===== Text provided =====

- 赤ひげ (Red Beard)
11/27/20 (Fri)
This 1965 work is one of Kurosawa’s most popular and acclaimed films, so I was looking forward to seeing it despite the off-putting three-hour running time.
The setting is a rural village in the mid-19th century towards the end of the Edo Era. A privileged medical student (Kayama Yuzo) expecting to serve as the shogun’s physician pays greetings at a poor public clinic in what he believes a formality, only to learn that he has in fact been assigned there. He detests his surroundings, complaining of the low life and stink (“the smell of the poor”, he is told), and imperiously refuses to wear the uniform or follow the rules. He is eventually won over by the clinic’s virtuous head doctor, known as Red Beard (Mifune Toshiro), who seeks to heal his patients’ souls as well as their bodies (shades of the earlier Drunken Angel). Moreover, his experience with a sickly young waif in the film’s second half brings him an understanding of the struggles of the kindly townspeople. He eventually receives his commission to the shogun, but turns the offer down in order to stay and help the underprivileged (probably a good thing since the already struggling shogunate was overthrown just a few years later).
A film full of clichés and melodrama. The young city guy who learns to love the poor country folk, the benevolent all-but-perfect doctor, the abused young girl who gradually comes to trust humanity again. Yuck. The script seemed cobbled together from a dozen other movies of this type. The patient doctor in particular was too good to be true, virtually auditioning for sainthood. The twists and turns of the story are not worth going into, but none are particularly convincing, such as the predictable scene when the city boy finally changes out of his samurai wear and into the hospital gown or the dying moppet at the end who had to steal to eat. In addition, the film introduces certain characters, like the crazy murderous woman (Kagawa Kyoko), and then simply disposes of them in a rather unorganized approach. I got the sense that part of the story was cut, though that’s probably not a bad thing in this case.

===== Stored data =====

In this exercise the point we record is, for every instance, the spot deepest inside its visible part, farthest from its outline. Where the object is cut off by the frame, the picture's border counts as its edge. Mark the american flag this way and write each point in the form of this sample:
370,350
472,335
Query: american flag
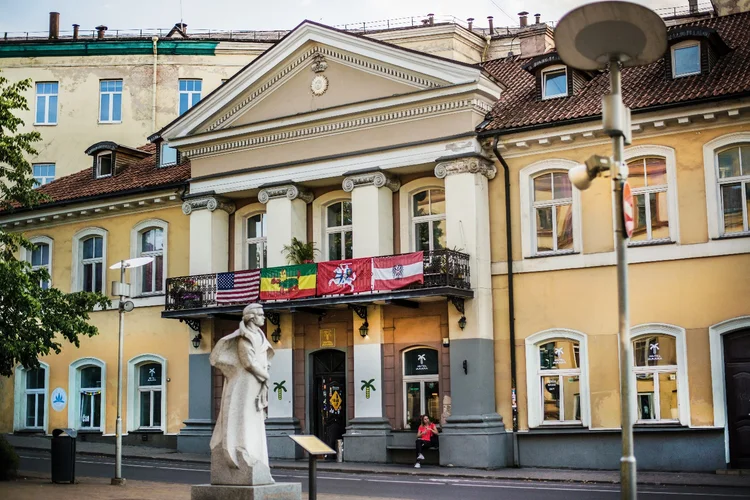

=====

» **Task to carry out**
In the Red Beard review, what does the medical student do when he receives his commission to the shogun?

» **Output below**
He turns the offer down so that he can stay and help the underprivileged.